§ Task goal
Return exactly the lines that run from the one containing "Phrase -- palm tree" to the end of the entries, with both ends included.

# START OF Material for the task

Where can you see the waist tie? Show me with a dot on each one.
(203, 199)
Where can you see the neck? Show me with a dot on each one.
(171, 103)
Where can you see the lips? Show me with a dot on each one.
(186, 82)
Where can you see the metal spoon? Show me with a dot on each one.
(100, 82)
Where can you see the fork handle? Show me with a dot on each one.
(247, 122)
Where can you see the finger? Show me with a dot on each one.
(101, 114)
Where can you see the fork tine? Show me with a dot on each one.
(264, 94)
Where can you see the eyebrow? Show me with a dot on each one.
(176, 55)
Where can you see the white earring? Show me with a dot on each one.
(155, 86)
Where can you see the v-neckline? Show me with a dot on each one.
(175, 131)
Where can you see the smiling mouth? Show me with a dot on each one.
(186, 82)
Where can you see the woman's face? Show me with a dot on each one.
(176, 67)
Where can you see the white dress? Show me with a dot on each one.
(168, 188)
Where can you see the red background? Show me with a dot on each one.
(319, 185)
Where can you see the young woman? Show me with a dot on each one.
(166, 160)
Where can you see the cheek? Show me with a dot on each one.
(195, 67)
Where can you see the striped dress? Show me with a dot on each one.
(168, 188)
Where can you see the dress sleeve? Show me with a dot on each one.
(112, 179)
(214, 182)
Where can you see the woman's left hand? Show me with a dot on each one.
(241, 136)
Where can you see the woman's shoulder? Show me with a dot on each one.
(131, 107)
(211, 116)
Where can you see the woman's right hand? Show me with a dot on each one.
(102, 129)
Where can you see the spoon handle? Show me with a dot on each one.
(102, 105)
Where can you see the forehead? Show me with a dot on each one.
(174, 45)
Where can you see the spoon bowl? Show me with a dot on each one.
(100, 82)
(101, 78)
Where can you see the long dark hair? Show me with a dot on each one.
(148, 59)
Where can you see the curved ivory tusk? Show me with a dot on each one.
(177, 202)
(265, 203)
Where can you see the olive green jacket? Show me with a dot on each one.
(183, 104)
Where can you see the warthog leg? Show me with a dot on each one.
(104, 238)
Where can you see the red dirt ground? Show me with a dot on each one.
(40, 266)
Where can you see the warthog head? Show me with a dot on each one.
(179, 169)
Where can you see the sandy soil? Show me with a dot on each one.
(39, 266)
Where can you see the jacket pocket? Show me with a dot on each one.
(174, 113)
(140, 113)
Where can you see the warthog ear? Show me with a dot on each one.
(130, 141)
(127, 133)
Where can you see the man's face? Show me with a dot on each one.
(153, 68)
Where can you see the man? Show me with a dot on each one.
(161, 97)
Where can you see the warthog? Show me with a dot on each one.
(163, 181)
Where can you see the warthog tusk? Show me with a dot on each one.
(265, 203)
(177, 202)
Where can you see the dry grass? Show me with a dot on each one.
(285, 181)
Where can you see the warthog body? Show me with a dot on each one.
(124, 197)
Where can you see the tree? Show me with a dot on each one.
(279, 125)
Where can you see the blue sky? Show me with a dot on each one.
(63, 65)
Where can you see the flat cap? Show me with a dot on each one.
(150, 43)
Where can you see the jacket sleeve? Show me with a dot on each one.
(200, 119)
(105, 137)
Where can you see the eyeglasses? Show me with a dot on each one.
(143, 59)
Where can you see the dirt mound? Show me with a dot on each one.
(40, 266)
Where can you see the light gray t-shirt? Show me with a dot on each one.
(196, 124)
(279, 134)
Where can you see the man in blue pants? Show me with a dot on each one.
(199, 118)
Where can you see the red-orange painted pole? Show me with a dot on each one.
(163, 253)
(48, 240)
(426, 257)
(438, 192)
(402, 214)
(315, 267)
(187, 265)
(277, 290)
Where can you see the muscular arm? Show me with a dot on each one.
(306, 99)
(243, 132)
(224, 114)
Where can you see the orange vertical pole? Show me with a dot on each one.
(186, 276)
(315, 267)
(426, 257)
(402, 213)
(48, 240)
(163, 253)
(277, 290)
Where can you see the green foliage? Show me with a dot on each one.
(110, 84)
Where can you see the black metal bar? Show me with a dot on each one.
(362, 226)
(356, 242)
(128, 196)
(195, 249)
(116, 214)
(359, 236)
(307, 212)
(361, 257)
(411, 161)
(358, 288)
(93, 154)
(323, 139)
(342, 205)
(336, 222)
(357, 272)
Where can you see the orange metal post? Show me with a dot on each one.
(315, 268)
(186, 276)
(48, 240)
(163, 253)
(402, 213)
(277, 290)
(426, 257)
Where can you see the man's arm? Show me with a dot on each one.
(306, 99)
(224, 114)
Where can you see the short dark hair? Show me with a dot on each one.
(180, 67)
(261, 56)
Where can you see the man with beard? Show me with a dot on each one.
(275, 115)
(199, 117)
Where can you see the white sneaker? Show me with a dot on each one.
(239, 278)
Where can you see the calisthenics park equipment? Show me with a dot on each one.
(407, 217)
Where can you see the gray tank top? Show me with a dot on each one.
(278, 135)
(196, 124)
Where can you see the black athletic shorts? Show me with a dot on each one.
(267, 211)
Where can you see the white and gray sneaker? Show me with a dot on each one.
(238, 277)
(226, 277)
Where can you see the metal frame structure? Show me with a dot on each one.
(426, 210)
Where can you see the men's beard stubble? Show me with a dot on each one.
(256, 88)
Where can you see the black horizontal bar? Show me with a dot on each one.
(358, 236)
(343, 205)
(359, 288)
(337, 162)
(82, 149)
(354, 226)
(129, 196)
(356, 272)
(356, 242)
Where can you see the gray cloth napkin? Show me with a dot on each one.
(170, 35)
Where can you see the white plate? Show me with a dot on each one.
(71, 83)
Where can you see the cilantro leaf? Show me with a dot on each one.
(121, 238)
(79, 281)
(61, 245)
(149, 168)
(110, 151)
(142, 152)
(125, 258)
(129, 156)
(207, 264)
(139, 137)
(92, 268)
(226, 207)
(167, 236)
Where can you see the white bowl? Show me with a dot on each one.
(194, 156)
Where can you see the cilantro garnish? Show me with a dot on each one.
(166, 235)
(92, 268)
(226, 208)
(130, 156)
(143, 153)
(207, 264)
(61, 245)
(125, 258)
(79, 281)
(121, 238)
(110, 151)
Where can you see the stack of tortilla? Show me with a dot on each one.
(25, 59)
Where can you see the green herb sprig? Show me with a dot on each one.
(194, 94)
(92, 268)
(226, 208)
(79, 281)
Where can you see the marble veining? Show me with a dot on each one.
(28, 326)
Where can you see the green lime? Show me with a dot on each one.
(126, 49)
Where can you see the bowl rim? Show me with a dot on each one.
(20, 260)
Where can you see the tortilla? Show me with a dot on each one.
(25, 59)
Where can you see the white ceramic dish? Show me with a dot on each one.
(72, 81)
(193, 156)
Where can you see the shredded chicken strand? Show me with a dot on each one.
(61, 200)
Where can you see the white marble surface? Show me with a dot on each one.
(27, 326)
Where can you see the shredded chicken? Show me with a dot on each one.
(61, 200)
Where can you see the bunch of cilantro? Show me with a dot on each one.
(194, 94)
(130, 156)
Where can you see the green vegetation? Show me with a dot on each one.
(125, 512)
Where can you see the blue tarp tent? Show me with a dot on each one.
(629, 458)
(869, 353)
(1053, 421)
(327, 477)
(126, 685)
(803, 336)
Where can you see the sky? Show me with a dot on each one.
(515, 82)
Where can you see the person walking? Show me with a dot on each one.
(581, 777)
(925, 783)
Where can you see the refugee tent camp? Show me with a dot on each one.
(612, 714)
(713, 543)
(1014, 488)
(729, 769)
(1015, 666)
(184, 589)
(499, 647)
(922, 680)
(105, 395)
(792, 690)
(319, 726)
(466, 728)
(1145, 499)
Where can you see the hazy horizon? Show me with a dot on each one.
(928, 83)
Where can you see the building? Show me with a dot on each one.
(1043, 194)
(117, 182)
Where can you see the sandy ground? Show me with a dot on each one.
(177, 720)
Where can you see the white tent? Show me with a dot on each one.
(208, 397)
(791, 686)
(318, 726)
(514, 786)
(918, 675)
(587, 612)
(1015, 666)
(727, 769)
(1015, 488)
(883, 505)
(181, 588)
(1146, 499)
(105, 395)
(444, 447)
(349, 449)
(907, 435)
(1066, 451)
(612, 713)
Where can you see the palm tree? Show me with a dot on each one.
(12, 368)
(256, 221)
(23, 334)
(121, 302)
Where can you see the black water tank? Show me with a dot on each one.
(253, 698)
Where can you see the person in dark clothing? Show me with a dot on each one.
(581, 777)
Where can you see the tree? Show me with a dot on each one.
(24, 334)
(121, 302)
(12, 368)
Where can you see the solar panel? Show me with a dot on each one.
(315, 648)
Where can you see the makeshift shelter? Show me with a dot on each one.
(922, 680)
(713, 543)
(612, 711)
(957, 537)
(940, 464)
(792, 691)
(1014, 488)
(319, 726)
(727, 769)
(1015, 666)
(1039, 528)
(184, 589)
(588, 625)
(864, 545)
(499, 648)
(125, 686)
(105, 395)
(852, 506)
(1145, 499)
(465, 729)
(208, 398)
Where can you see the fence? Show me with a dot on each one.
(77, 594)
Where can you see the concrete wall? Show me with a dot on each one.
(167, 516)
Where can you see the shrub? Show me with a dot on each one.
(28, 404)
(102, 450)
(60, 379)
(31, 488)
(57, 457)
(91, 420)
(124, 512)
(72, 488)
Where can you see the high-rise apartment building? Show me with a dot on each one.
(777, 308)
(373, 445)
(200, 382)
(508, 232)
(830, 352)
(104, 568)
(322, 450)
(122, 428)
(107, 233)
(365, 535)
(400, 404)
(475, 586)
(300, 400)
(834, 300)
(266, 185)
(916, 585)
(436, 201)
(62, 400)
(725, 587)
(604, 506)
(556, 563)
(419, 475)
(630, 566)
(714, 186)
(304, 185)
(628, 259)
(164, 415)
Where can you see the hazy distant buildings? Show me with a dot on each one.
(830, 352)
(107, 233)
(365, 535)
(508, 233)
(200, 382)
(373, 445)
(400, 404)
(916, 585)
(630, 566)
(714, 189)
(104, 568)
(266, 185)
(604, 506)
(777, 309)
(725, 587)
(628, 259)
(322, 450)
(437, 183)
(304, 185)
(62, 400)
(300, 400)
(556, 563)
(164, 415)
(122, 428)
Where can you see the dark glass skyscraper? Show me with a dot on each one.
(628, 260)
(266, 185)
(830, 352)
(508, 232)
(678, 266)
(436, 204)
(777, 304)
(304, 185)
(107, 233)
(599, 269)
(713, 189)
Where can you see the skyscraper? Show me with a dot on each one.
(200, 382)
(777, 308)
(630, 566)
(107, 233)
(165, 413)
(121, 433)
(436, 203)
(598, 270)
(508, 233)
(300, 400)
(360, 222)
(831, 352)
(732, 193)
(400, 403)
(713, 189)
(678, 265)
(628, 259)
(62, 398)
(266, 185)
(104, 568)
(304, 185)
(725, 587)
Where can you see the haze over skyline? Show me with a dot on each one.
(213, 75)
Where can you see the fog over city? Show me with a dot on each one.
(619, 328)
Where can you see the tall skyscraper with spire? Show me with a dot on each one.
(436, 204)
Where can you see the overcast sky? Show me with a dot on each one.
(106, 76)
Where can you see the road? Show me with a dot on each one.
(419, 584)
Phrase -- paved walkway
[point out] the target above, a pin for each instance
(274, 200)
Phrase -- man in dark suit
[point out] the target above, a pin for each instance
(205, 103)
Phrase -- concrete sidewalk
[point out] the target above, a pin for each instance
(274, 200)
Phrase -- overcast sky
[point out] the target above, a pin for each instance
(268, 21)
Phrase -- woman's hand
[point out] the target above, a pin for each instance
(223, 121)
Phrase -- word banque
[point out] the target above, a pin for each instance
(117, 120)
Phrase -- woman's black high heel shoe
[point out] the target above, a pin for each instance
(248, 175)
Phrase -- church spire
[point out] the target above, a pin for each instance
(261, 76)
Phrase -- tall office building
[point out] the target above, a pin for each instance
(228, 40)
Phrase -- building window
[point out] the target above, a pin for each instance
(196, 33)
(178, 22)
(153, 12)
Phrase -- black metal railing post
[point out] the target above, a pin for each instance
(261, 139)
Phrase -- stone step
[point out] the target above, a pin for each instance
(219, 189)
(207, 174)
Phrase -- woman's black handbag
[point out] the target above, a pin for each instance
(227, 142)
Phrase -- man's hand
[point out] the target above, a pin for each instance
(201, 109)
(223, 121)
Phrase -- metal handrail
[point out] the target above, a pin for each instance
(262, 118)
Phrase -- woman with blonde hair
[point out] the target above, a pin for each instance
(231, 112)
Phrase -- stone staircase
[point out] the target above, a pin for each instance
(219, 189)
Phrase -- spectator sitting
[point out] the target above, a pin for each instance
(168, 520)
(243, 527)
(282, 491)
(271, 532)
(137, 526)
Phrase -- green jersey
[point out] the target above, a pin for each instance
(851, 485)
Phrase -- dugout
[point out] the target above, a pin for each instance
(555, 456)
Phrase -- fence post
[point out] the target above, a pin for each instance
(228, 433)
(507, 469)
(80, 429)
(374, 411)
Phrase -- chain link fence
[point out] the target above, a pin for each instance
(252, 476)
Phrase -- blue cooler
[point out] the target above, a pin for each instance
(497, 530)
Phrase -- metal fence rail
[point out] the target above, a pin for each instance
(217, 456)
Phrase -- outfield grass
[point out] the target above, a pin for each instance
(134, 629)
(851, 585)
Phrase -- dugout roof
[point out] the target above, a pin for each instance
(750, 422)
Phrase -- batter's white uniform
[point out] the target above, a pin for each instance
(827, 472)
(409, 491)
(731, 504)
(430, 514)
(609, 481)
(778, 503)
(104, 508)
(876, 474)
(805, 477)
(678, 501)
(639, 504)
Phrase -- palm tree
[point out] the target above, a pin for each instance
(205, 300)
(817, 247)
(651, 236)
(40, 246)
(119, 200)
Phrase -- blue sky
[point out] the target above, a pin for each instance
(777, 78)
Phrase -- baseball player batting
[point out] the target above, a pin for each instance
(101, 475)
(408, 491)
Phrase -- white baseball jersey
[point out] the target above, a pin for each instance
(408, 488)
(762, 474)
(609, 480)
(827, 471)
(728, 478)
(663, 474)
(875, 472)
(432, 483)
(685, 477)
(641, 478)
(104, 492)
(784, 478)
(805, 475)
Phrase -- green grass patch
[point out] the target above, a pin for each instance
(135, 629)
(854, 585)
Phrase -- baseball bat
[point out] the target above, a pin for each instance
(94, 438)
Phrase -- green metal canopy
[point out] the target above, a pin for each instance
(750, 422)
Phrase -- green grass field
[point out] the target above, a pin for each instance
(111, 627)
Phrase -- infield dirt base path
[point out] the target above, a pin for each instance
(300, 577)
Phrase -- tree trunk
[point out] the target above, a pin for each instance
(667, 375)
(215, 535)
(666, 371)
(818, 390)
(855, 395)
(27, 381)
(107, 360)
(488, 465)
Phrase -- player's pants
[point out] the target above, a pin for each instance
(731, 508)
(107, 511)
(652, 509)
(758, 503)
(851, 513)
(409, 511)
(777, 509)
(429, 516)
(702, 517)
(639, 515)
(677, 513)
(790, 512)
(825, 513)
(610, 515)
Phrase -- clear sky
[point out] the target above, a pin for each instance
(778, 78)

# END OF Material for the task

§ Exercise answer
Phrase -- palm tree
[point out] the target above, a pin for each instance
(205, 300)
(817, 247)
(651, 236)
(40, 246)
(119, 200)
Phrase -- blue sky
[point out] the target above, a pin for each instance
(777, 78)
Phrase -- baseball player batting
[point out] the target above, a pin for each instance
(101, 475)
(408, 491)
Phrase -- white baseball jersey
[point out] the target above, a pin for each instance
(408, 488)
(762, 474)
(609, 480)
(827, 471)
(728, 478)
(663, 474)
(875, 472)
(432, 483)
(685, 477)
(641, 478)
(104, 492)
(784, 478)
(805, 475)
Phrase -- green grass patch
[point out] the target above, a pin for each instance
(135, 629)
(854, 585)
Phrase -- baseball bat
[point out] the target above, a pin for each instance
(94, 438)
Phrase -- green metal canopy
[point out] the target above, a pin for each instance
(750, 422)
Phrase -- green grass field
[point out] the target above, a pin for each instance
(111, 627)
Phrase -- infield dirt base path
[point out] the target above, a pin for each instance
(300, 577)
Phrase -- tree trunk
[point out] the target above, a pin for each instance
(667, 375)
(215, 535)
(666, 371)
(818, 390)
(855, 395)
(27, 381)
(107, 360)
(488, 465)
Phrase -- player's pants
[point out] the target above, a pin for each instance
(731, 508)
(107, 511)
(652, 509)
(758, 503)
(851, 513)
(409, 511)
(777, 509)
(429, 516)
(702, 517)
(639, 515)
(677, 513)
(790, 512)
(825, 513)
(610, 515)
Phrase -- clear sky
[point out] the target above, a pin for each instance
(778, 78)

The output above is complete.